Chaque année, c’est le même rituel, la même question qui revient : “et toi Ydikoi, tu as fait ta liste ?”. Cette seule phrase me hérisse le poil (que j’ai rare, pourtant), tellement elle symbolise ce que je déteste dans cette période, progressivement passée dans notre famille tout du moins, de la fête à une sorte d’obligation de faire la fête.

Il y a une époque, pas si lointaine, où nous avions pour règle de répartir nos cadeaux, chacun ne donnant qu’à un seul membre de la famille. Outre l’aspect financier, non négligeable, cela obligeait également chacun de nous à faire un effort conséquent pour que ce cadeau unique soit non seulement beau, mais également très plaisant pour son récipiendaire. Mais le fait de n’avoir qu’un seul cadeau à faire laissait le temps, et la disponibilité, pour chercher ce présent qui ferait réellement plaisir. L’important n’était pas le cadeau, mais la fête, ensemble, tous ensemble, et le plaisir de faire plaisir. Chacun des cadeaux que je recevais, beau ou non, inutile ou pratique, personnalisé ou pas, contenait une part intime de celui qui me l’avait donné. C’était un bout de lui, un bout de notre relation.

Mais voilà. Les habitudes changent. Fini le cadeau unique, voici venu le temps de "la liste", ce supermarché des envies où nous n’avons plus qu’à piocher pour s’assurer de faire mouche. Foin de notre connaissance intime de l’autre, foin de la surprise, foin de l’investissement personnel : il suffit maintenant de se balader dans les rayons, regarder les prix, choisir l’article, ou ceux, que l’on peut supporter. Société mercantiliste, jusque dans le don.

Au supermarché des envies, je me suis toujours baladé l’air absent, poussant mon caddie avec désœuvrement, sauf pour les enfants, pour qui le cadeau compte tout autant - voire plus - que l’intention qui le porte. Pour les adultes, mes frères et sœurs, mes parents, je me suis toujours affranchi de leurs envies, pour trouver, autant que possible, quelque chose qui non seulement leur fasse plaisir, mais aussi, et surtout, me corresponde, un cadeau dont je pourrais être fier, d’avoir eu l’idée, et l’envie, et le plaisir, de donner. Et quand on me demandait ma liste, j’avais pour habitude de répondre de manière évasive.

Cette année pourtant, quand Mamandikoi a entonné sa demande annuelle, j’ai répondu du tac au tac.

Je me trimballe depuis près de vingt ans maintenant avec le même portefeuille que je traîne depuis mon dernier séjour aux US. Je l’avais dégotté dans un repaire de cow-boys, loin des circuits touristiques, au fin fond de l’illinois (ou était-ce l’indiana ? je ne sais plus) le plus profond. Du costaud, du massif, qui aura bien vécu. Mais voilà, même la vache la moins génétiquement modifiée n’a pas le cuir assez épais pour supporter mon foutoir ambulant : depuis quelques années, le cuir se tanne, les coutures faiblissent, le plastique sèche et craquelle.

══════

**ÉNONCÉ DE LA TÂCHE:** Reprenez le texte sur la liste de cadeaux familiale en enchaînant directement après sa dernière phrase.

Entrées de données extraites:
══════

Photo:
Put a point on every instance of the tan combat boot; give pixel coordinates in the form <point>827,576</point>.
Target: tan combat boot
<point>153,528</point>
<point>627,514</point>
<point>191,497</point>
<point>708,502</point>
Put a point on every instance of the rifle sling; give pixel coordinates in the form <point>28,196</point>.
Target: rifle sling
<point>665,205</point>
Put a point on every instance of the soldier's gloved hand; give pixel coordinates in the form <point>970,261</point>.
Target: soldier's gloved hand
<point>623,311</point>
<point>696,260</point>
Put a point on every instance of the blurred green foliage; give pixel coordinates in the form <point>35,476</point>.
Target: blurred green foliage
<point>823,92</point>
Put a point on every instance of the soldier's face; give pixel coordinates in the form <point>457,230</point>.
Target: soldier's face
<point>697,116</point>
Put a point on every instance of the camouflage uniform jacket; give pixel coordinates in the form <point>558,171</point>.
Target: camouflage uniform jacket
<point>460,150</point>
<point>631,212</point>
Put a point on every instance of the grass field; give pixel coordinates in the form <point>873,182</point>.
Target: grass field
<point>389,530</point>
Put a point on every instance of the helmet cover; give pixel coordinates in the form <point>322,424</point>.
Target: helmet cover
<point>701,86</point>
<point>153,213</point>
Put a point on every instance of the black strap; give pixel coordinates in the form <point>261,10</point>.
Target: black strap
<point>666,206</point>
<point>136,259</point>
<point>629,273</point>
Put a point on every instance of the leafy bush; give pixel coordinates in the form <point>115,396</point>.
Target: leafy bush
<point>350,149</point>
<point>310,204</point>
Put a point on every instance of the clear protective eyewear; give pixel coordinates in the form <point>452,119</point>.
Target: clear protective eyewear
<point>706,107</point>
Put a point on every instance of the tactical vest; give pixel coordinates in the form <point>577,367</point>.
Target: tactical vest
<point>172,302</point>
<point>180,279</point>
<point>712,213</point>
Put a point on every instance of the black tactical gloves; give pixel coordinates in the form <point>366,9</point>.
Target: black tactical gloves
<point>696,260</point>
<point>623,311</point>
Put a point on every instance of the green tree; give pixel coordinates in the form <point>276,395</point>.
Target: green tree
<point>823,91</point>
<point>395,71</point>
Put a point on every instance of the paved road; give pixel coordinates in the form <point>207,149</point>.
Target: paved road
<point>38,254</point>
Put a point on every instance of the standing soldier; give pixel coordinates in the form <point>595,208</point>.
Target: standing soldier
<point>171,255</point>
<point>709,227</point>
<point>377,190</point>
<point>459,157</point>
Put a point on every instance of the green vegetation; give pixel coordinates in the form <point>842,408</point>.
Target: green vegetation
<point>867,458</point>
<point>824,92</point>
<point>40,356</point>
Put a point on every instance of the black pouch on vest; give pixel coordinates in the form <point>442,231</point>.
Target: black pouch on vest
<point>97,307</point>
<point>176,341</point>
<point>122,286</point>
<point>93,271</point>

══════

**RÉPONSE FOURNIE:**
J’avais repéré il y a quelques années, dans une boutique anodine de mon quartier, un portefeuille qui combinait plusieurs avantages : même taille, joli cuir, et une marque (tout aussi anodine) de fabrication française, et de qualité, qui laissait présager une durée de vie certaine. Et je m’étais dit qu’un jour, j’en aurais un, malgré son prix (car oui, la boutique peut être anodine, ça n’en est pas moins une boutique qui reste luxueuse).

Tout ça m’est revenu en une demi seconde, à l’instant même où MamanDikoi finissait de prononcer sa ritournelle. Et puisqu’elle voulait une idée, elle allait en avoir une, même à un prix indécent. L’après midi même, je lui envoyais par mail les deux exemplaires que j’avais repéré sur le site de cette anodine boutique, prêt à voir jusqu’où irait cette absurdité.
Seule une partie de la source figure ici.